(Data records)
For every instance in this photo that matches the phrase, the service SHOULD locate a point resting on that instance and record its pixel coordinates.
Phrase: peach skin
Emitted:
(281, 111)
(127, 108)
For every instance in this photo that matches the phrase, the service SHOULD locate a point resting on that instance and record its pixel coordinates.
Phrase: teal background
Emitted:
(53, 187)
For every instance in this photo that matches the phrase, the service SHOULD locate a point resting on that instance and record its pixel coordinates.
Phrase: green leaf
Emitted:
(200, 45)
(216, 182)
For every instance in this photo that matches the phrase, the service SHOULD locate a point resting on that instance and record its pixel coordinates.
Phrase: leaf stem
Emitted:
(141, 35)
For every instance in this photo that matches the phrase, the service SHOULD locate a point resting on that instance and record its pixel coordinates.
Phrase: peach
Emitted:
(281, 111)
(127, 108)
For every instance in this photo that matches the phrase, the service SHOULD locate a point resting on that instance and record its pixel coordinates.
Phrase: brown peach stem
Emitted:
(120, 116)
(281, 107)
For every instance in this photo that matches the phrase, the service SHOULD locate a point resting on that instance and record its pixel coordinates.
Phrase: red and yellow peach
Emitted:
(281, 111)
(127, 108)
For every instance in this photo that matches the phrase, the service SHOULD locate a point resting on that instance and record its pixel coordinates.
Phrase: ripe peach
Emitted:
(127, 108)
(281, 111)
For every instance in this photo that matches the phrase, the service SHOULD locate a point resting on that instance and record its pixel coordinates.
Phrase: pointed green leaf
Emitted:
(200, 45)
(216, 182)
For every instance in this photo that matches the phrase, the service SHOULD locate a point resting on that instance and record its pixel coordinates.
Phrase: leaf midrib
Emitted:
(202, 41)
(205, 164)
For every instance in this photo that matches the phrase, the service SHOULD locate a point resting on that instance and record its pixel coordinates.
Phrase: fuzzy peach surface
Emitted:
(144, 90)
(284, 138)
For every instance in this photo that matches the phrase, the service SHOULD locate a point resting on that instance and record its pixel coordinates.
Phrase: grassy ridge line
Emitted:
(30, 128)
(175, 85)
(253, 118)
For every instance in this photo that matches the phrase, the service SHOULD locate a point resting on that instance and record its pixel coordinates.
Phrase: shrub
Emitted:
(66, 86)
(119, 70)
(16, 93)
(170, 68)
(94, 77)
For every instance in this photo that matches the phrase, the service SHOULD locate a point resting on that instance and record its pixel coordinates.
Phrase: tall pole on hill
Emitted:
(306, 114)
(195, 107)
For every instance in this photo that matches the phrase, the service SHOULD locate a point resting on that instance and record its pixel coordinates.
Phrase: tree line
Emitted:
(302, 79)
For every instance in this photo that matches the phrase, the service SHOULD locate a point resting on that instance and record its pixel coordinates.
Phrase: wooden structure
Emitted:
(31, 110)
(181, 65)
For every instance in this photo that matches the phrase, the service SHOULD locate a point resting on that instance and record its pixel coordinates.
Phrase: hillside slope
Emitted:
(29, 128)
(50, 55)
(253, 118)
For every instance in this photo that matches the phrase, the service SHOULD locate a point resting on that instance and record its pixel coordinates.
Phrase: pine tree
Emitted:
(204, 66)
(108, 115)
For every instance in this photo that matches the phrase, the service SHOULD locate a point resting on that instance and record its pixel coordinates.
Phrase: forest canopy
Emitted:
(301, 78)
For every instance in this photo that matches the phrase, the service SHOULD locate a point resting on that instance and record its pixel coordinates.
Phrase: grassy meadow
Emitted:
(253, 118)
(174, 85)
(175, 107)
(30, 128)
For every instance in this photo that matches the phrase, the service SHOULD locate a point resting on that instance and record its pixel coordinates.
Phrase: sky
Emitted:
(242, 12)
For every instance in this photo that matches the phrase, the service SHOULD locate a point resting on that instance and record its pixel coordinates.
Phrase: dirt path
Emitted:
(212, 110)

WHAT THE TASK ASKS: From the data above, extract every line in its exact form.

FINISHED ANSWER:
For every instance in this photo that matches the phrase, the service SHOULD locate a point resting on that instance and record its pixel coordinates.
Phrase: peach skin
Emitted:
(281, 111)
(127, 108)
For every instance in this photo that matches the phrase, the service SHOULD locate a point resting on that instance and record its pixel coordinates.
Phrase: teal background
Emitted:
(53, 187)
For every instance in this photo that matches the phrase, the service SHOULD locate a point resting on that instance and record its pixel coordinates.
Phrase: green leaf
Emitted:
(200, 45)
(216, 182)
For every instance in this photo that matches the phrase, the service SHOULD locate a point resting on that instance and record its pixel coordinates.
Phrase: leaf stem
Emitted:
(141, 35)
For every instance in this photo that matches the phrase, the service SHOULD locate a point resting on that instance and record its pixel coordinates.
Phrase: peach
Emitted:
(281, 111)
(127, 108)
For every instance in this photo that matches the phrase, the service SHOULD locate a point resting on that instance and record its pixel coordinates.
Phrase: brown peach stem
Emitted:
(120, 116)
(281, 107)
For every instance in this photo that matches the phrase, the service SHOULD locate a point resting on that instance and record its pixel coordinates.
Phrase: red and yellow peach
Emitted:
(281, 111)
(127, 108)
For every instance in this photo that matches the phrase, the service SHOULD locate a point resting on that instance and record its pixel coordinates.
Phrase: ripe peach
Emitted:
(127, 108)
(281, 111)
For every instance in this photo that matches the phrase, the service SHOULD locate a point resting on that instance and record its pixel coordinates.
Phrase: pointed green leaf
Emitted:
(200, 45)
(216, 182)
For every instance in this photo that matches the phrase, the service SHOULD locate a point resting on that instance and record its pixel coordinates.
Phrase: leaf midrib
Emitted:
(202, 41)
(205, 164)
For every instance in this photo that matches the phrase, the service SHOULD locate a point resting on that instance and record its pixel coordinates.
Phrase: fuzzy peach surface
Emitted:
(144, 90)
(284, 138)
For every instance in this photo that matches the phrase, the service SHOULD locate a point resting on that instance and record its pixel coordinates.
Phrase: grassy ridge line
Emitted:
(30, 128)
(175, 85)
(253, 118)
For every instance in this photo that matches the phrase, the service SHOULD locate a point resting on that instance and record its pixel coordinates.
Phrase: shrub
Emitted:
(66, 86)
(119, 70)
(16, 93)
(170, 68)
(94, 77)
For every instance in this photo that matches the phrase, the service SHOULD locate a point resting on that instance and record its pixel coordinates.
Phrase: tall pole on hill
Emitted:
(306, 114)
(195, 107)
For every instance in this photo that matches the phrase, the service SHOULD locate a point resting on that instance and record its pixel coordinates.
Phrase: tree line
Emitted:
(302, 79)
For every instance in this photo that matches the phrase, the service SHOULD locate a point resting on that instance and record its pixel coordinates.
Phrase: wooden structure
Emitted:
(31, 110)
(181, 65)
For every instance in this photo that matches the phrase, the service SHOULD locate a point resting on that instance and record its pixel coordinates.
Phrase: hillside slope
Emitted:
(29, 128)
(50, 55)
(253, 118)
For every instance in this photo that matches the phrase, the service SHOULD locate a point resting on that instance and record its pixel coordinates.
Phrase: pine tree
Emitted:
(204, 66)
(108, 115)
For every instance in this photo that matches the phrase, the service SHOULD locate a point resting on that instance and record its pixel coordinates.
Phrase: forest canopy
Emitted:
(301, 78)
For every instance in this photo that matches the phrase, the service SHOULD locate a point resting on that instance and record its pixel coordinates.
Phrase: grassy meadow
Emitted:
(253, 118)
(174, 85)
(175, 107)
(30, 128)
For every instance in this photo that matches the phrase, the service SHOULD locate a point resting on that instance and record its pixel coordinates.
Phrase: sky
Emitted:
(242, 12)
For every instance in this photo that matches the phrase, the service SHOULD locate a point resting on that instance and record its pixel coordinates.
Phrase: dirt path
Emitted:
(212, 110)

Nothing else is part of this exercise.